====== Records to use

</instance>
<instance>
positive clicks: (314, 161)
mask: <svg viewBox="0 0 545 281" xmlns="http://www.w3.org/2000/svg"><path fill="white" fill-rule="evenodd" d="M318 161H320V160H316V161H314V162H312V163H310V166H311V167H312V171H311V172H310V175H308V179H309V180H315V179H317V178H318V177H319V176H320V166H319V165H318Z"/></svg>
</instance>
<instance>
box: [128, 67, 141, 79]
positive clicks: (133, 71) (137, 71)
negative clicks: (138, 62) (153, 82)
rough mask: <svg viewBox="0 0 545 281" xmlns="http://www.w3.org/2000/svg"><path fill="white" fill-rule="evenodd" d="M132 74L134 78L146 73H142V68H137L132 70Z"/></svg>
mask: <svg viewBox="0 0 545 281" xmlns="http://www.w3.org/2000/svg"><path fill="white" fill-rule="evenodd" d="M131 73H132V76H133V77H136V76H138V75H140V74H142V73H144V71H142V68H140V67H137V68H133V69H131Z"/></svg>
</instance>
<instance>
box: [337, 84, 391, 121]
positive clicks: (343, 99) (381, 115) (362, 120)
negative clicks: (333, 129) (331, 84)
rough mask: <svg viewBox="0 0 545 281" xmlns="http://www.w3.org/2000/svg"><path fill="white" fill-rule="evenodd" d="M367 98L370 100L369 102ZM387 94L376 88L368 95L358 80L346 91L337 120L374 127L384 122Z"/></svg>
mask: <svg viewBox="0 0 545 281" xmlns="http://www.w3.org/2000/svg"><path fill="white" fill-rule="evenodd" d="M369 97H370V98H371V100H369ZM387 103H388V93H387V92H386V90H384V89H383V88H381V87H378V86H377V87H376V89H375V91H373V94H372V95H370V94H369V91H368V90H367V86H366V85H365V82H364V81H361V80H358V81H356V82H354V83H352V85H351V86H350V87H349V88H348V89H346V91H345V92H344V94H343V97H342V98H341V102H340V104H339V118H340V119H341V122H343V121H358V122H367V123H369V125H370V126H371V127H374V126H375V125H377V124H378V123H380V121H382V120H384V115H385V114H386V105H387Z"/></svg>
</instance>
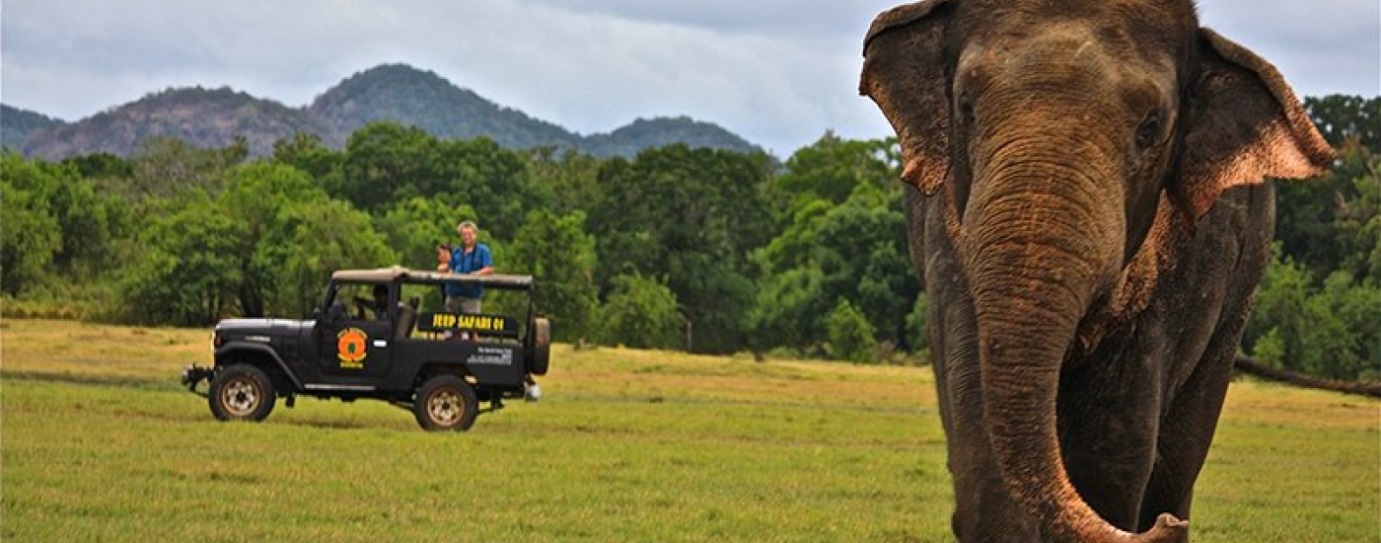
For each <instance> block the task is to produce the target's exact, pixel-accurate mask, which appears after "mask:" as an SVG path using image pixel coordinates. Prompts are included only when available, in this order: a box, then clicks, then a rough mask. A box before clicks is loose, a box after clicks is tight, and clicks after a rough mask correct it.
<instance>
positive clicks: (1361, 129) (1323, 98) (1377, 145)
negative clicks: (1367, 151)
mask: <svg viewBox="0 0 1381 543" xmlns="http://www.w3.org/2000/svg"><path fill="white" fill-rule="evenodd" d="M1304 108H1305V111H1308V112H1309V119H1311V120H1313V124H1315V126H1316V127H1319V133H1320V134H1323V138H1324V140H1327V141H1329V144H1331V145H1333V146H1342V145H1344V144H1345V142H1346V141H1348V140H1356V141H1358V142H1360V144H1362V145H1363V146H1366V148H1369V149H1371V151H1381V97H1373V98H1362V97H1358V95H1344V94H1330V95H1326V97H1322V98H1315V97H1306V98H1305V99H1304Z"/></svg>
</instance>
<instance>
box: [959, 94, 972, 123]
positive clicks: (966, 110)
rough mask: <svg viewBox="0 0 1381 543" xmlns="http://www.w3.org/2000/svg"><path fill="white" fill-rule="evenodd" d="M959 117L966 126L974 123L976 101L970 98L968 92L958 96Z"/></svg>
mask: <svg viewBox="0 0 1381 543" xmlns="http://www.w3.org/2000/svg"><path fill="white" fill-rule="evenodd" d="M958 117H960V120H961V122H963V123H964V126H972V124H974V102H971V101H969V99H968V95H967V94H964V95H960V97H958Z"/></svg>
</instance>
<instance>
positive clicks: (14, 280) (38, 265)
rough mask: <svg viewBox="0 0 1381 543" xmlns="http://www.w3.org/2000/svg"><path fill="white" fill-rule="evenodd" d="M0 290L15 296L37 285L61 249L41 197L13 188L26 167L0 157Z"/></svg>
mask: <svg viewBox="0 0 1381 543" xmlns="http://www.w3.org/2000/svg"><path fill="white" fill-rule="evenodd" d="M0 160H4V163H3V166H4V167H3V174H0V278H3V279H0V289H3V290H4V293H6V294H10V296H19V294H21V293H23V292H25V290H29V289H32V287H35V286H36V285H39V283H40V282H41V280H43V278H44V276H46V272H47V271H48V267H50V264H51V263H52V256H54V254H57V253H58V250H59V249H61V247H62V235H61V229H59V227H58V220H57V217H54V214H52V210H51V209H50V206H48V202H47V200H46V199H44V198H43V193H40V192H39V191H33V189H25V188H21V187H18V185H17V184H15V181H14V177H15V175H17V174H19V173H18V171H17V170H18V169H29V167H30V166H28V164H23V163H22V162H19V160H18V159H17V158H14V155H11V153H8V152H7V153H4V155H0Z"/></svg>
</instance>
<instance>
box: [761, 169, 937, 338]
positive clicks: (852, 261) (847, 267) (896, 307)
mask: <svg viewBox="0 0 1381 543" xmlns="http://www.w3.org/2000/svg"><path fill="white" fill-rule="evenodd" d="M903 232H906V218H905V217H903V216H902V213H900V189H881V188H877V187H876V185H873V184H858V185H855V188H853V192H852V193H851V195H849V198H848V199H847V200H845V202H844V203H842V204H831V203H830V202H829V200H824V199H816V200H809V202H800V203H797V206H795V209H794V213H793V214H791V220H790V222H789V227H786V228H784V229H783V231H782V232H780V235H778V238H776V239H773V240H772V242H771V243H768V246H766V247H764V249H762V250H760V251H757V253H755V254H754V258H755V261H757V263H758V265H760V267H761V269H762V274H761V276H762V279H761V282H760V283H761V285H760V292H761V294H760V296H758V300H757V307H755V308H754V311H753V314H751V315H753V318H751V319H750V325H751V326H753V330H754V334H755V336H760V337H762V336H768V337H780V339H782V340H783V341H789V343H784V344H786V345H789V347H793V348H797V350H802V351H812V350H816V348H819V347H820V345H819V344H820V339H822V337H826V334H824V332H826V330H824V327H826V322H824V318H826V315H827V314H829V312H830V311H833V308H834V305H836V304H837V300H841V298H842V300H848V301H849V303H851V307H853V308H856V309H858V311H860V312H862V314H863V315H865V316H866V318H867V321H869V322H870V323H871V327H873V329H874V330H876V332H877V337H876V340H877V341H888V343H891V344H894V345H900V347H903V348H910V350H916V345H911V341H910V337H909V334H907V333H906V315H907V314H910V312H911V311H913V305H914V300H916V296H917V294H918V293H920V285H918V282H917V280H916V276H914V271H913V268H911V264H910V260H909V258H907V257H906V247H905V243H906V240H905V234H903Z"/></svg>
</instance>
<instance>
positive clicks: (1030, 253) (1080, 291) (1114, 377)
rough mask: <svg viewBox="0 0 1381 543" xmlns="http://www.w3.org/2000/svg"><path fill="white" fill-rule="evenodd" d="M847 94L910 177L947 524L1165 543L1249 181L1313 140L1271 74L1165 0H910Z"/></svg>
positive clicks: (871, 38)
mask: <svg viewBox="0 0 1381 543" xmlns="http://www.w3.org/2000/svg"><path fill="white" fill-rule="evenodd" d="M860 91H862V93H863V94H866V95H869V97H870V98H873V101H876V102H877V105H878V106H880V108H881V111H882V113H884V115H885V116H887V117H888V120H889V122H891V123H892V127H894V128H895V130H896V133H898V137H899V140H900V144H902V158H903V160H905V170H903V175H902V177H903V180H905V181H906V182H907V184H910V185H911V188H909V191H907V192H909V196H907V216H909V221H910V232H909V235H910V246H911V258H913V261H914V263H916V265H917V268H918V271H920V274H921V276H923V280H924V283H925V289H927V293H928V296H929V297H931V303H929V339H931V361H932V362H934V365H935V373H936V380H938V387H939V398H940V416H942V420H943V424H945V431H946V435H947V437H949V468H950V473H952V474H953V479H954V495H956V502H957V503H956V510H954V517H953V529H954V533H956V535H957V536H958V539H960V540H963V542H1037V540H1056V542H1112V540H1164V542H1174V540H1186V539H1188V533H1189V532H1188V525H1186V522H1185V521H1182V520H1186V518H1189V503H1190V497H1192V490H1193V484H1195V478H1196V477H1197V475H1199V470H1200V468H1201V466H1203V461H1204V456H1206V455H1207V452H1208V444H1210V441H1211V438H1213V434H1214V427H1215V426H1217V421H1218V413H1219V410H1221V408H1222V399H1224V394H1225V392H1226V387H1228V379H1229V373H1230V369H1232V359H1233V355H1235V351H1236V348H1237V341H1239V340H1240V336H1242V329H1243V323H1244V321H1246V318H1247V311H1248V308H1250V305H1251V304H1250V300H1251V296H1253V290H1254V289H1255V285H1257V282H1258V280H1259V278H1261V274H1262V268H1264V267H1265V263H1266V260H1268V243H1269V239H1271V235H1272V222H1273V220H1275V217H1273V196H1272V189H1271V187H1269V184H1266V182H1265V180H1266V178H1277V177H1282V178H1300V177H1308V175H1313V174H1316V173H1319V171H1322V170H1323V169H1326V167H1327V166H1329V164H1330V162H1331V156H1333V152H1331V149H1329V146H1327V144H1324V142H1323V140H1322V138H1320V137H1319V134H1317V133H1316V131H1315V128H1313V126H1312V124H1311V123H1309V120H1308V117H1306V115H1305V112H1304V111H1302V109H1301V106H1300V104H1298V99H1297V98H1295V97H1294V94H1293V93H1291V91H1290V88H1288V87H1287V86H1286V83H1284V82H1283V80H1282V77H1280V75H1279V73H1277V72H1276V70H1275V68H1272V66H1271V65H1269V64H1266V62H1265V61H1262V59H1261V58H1258V57H1255V55H1254V54H1253V53H1250V51H1247V50H1244V48H1243V47H1240V46H1237V44H1235V43H1232V41H1228V40H1225V39H1224V37H1221V36H1218V35H1217V33H1214V32H1211V30H1207V29H1200V28H1199V22H1197V17H1196V14H1195V7H1193V6H1192V3H1190V1H1189V0H1164V1H1159V3H1156V1H1134V0H1121V1H1119V0H1112V1H1088V0H1081V1H1076V0H1037V1H1011V0H1008V1H989V0H947V1H946V0H931V1H924V3H918V4H910V6H902V7H898V8H894V10H891V11H887V12H884V14H881V15H878V18H877V19H876V21H874V22H873V28H871V29H870V30H869V35H867V39H866V41H865V64H863V77H862V83H860ZM1138 532H1141V533H1139V535H1138Z"/></svg>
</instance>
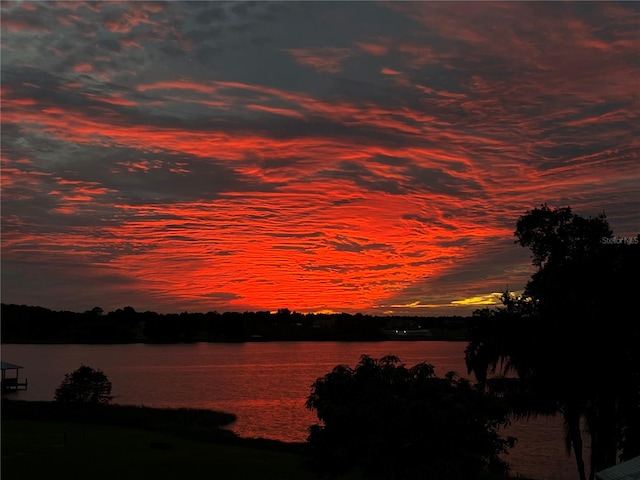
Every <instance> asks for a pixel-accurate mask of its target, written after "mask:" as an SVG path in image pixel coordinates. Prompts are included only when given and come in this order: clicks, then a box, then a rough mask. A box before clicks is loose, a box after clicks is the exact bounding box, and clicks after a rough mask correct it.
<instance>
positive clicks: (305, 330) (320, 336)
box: [2, 303, 470, 343]
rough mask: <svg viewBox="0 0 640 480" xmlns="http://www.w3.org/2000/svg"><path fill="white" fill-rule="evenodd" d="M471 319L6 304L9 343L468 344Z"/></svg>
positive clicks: (340, 314) (279, 310) (2, 336)
mask: <svg viewBox="0 0 640 480" xmlns="http://www.w3.org/2000/svg"><path fill="white" fill-rule="evenodd" d="M469 320H470V319H469V318H466V317H455V316H452V317H393V316H389V317H375V316H370V315H362V314H359V313H358V314H355V315H350V314H348V313H340V314H312V313H311V314H302V313H298V312H292V311H290V310H289V309H286V308H283V309H280V310H278V311H277V312H275V313H270V312H243V313H240V312H224V313H218V312H215V311H214V312H208V313H188V312H183V313H180V314H160V313H156V312H137V311H136V310H135V309H134V308H133V307H124V308H121V309H120V308H119V309H117V310H115V311H112V312H108V313H105V312H103V310H102V309H101V308H99V307H95V308H93V309H92V310H89V311H86V312H82V313H79V312H69V311H54V310H49V309H47V308H43V307H34V306H27V305H15V304H4V303H3V304H2V342H3V343H133V342H157V343H178V342H246V341H282V340H298V341H300V340H313V341H325V340H333V341H384V340H388V337H387V335H386V334H385V333H384V330H385V329H386V328H396V327H400V328H409V329H415V328H422V329H428V330H430V331H431V333H432V334H433V336H432V337H431V339H433V340H464V338H465V333H464V326H465V324H466V323H467V322H469Z"/></svg>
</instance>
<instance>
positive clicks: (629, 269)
mask: <svg viewBox="0 0 640 480" xmlns="http://www.w3.org/2000/svg"><path fill="white" fill-rule="evenodd" d="M514 235H515V236H516V238H517V240H516V243H519V244H520V245H521V246H523V247H526V248H529V249H530V250H531V252H532V263H533V265H534V266H535V267H537V271H536V272H535V273H534V274H533V275H532V277H531V280H530V281H529V282H528V283H527V285H526V288H525V291H524V294H523V295H522V296H520V297H516V296H513V295H512V294H509V292H506V293H505V295H504V297H503V304H504V307H502V308H499V309H496V310H493V311H491V310H486V309H485V310H481V311H478V312H476V314H475V316H476V322H475V325H474V328H472V329H471V331H470V343H469V345H468V347H467V350H466V360H467V365H468V367H469V370H470V371H474V372H475V374H476V377H477V378H478V380H480V381H481V382H485V383H486V379H487V371H492V372H493V373H499V374H503V375H504V374H507V373H509V372H515V373H516V374H517V379H518V382H517V384H514V382H502V383H494V385H496V386H502V387H504V386H505V385H507V384H509V385H511V392H510V395H511V400H512V404H513V405H515V406H517V410H518V412H517V413H519V414H547V413H553V412H560V413H561V414H562V415H563V418H564V421H565V427H566V433H567V438H566V441H567V448H568V450H570V449H571V447H573V450H574V453H575V456H576V463H577V466H578V471H579V473H580V478H581V479H586V472H585V467H584V461H583V459H582V454H581V451H582V432H581V429H580V424H581V421H582V420H584V421H585V422H586V426H587V430H588V432H589V435H590V438H591V461H590V465H591V474H590V476H591V478H593V477H594V475H595V472H597V471H599V470H602V469H604V468H606V467H609V466H612V465H615V464H616V463H617V452H618V450H619V449H621V450H622V451H623V458H628V457H630V456H633V455H637V454H639V453H640V445H639V444H638V440H637V439H638V433H639V432H640V423H639V415H638V409H640V355H639V353H638V352H639V351H640V349H639V348H638V345H639V344H640V328H639V321H638V315H637V308H634V306H633V302H632V301H631V299H632V298H634V296H635V295H637V291H638V286H639V285H638V271H639V270H640V241H638V239H637V238H636V239H632V238H630V239H626V240H625V241H621V242H618V241H616V240H615V239H614V237H613V236H612V231H611V229H610V228H609V224H608V222H607V221H606V217H605V216H604V214H602V215H599V216H597V217H594V218H583V217H580V216H578V215H575V214H573V213H572V212H571V209H570V208H569V207H566V208H559V209H550V208H549V207H548V206H547V205H542V206H541V207H540V208H536V209H534V210H532V211H529V212H527V214H526V215H524V216H523V217H521V218H520V219H519V220H518V223H517V226H516V231H515V233H514Z"/></svg>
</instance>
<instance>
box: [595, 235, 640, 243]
mask: <svg viewBox="0 0 640 480" xmlns="http://www.w3.org/2000/svg"><path fill="white" fill-rule="evenodd" d="M600 243H603V244H604V245H621V244H625V245H636V244H638V243H639V241H638V237H611V238H609V237H602V241H601V242H600Z"/></svg>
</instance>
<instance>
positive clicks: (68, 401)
mask: <svg viewBox="0 0 640 480" xmlns="http://www.w3.org/2000/svg"><path fill="white" fill-rule="evenodd" d="M112 398H113V397H112V396H111V382H110V381H109V379H108V378H107V376H106V375H105V374H104V372H102V370H94V369H93V368H91V367H87V366H85V365H82V366H80V368H78V369H77V370H75V371H74V372H72V373H67V374H65V376H64V380H63V381H62V383H60V385H59V386H58V388H57V389H56V392H55V399H56V401H58V402H65V403H83V404H87V403H89V404H106V403H109V402H110V401H111V399H112Z"/></svg>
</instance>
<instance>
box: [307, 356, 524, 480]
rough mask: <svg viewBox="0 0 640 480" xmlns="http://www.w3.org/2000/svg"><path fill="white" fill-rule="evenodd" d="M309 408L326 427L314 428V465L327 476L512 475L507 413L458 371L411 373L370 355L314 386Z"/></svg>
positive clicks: (309, 401)
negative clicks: (501, 434) (503, 424)
mask: <svg viewBox="0 0 640 480" xmlns="http://www.w3.org/2000/svg"><path fill="white" fill-rule="evenodd" d="M307 407H308V408H310V409H313V410H315V411H316V413H317V415H318V418H319V420H321V421H322V423H323V425H315V426H313V427H311V429H310V435H309V439H308V442H307V447H308V449H307V454H308V461H309V464H310V465H311V467H312V468H313V469H314V470H315V471H316V472H317V473H319V474H340V473H344V472H347V471H348V470H350V469H351V468H354V467H359V468H360V469H361V471H362V472H363V473H364V474H365V476H366V477H367V478H371V479H385V480H389V479H403V480H411V479H425V478H443V479H448V480H456V479H461V480H462V479H464V480H471V479H474V478H478V477H479V476H481V475H482V474H483V473H484V472H487V471H493V472H504V471H506V467H507V465H506V464H505V463H504V462H503V461H502V460H500V458H499V455H500V454H501V453H504V452H505V451H506V450H507V448H508V447H509V446H512V444H513V440H512V439H503V438H501V437H500V436H499V434H498V433H497V429H498V427H499V426H500V425H502V424H504V423H505V422H506V421H507V419H506V409H505V408H504V407H503V406H502V404H501V403H500V402H499V401H498V400H497V399H495V398H493V397H490V396H488V395H486V394H485V393H484V392H482V391H480V390H478V389H477V388H476V387H474V386H473V385H472V384H470V383H469V382H468V381H467V380H465V379H460V378H457V377H456V376H455V375H454V374H453V373H451V374H448V375H447V376H446V377H445V378H438V377H436V376H435V375H434V370H433V367H432V366H431V365H428V364H426V363H422V364H418V365H416V366H414V367H413V368H407V367H405V366H404V365H403V364H401V363H400V361H399V359H397V358H395V357H384V358H382V359H380V360H376V359H373V358H370V357H368V356H363V357H362V358H361V360H360V362H359V363H358V365H357V366H356V367H355V368H353V369H352V368H349V367H347V366H344V365H340V366H337V367H335V368H334V369H333V370H332V371H331V372H330V373H328V374H327V375H325V376H324V377H322V378H319V379H318V380H317V381H316V382H315V383H314V384H313V387H312V392H311V395H310V396H309V398H308V400H307Z"/></svg>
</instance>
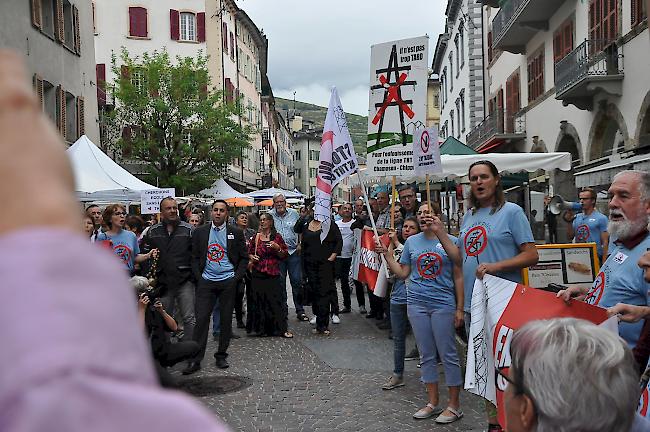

============

| Problem statement |
How many lines in the records above contain the string "Prompts"? Reply with the number alone.

| Answer box |
2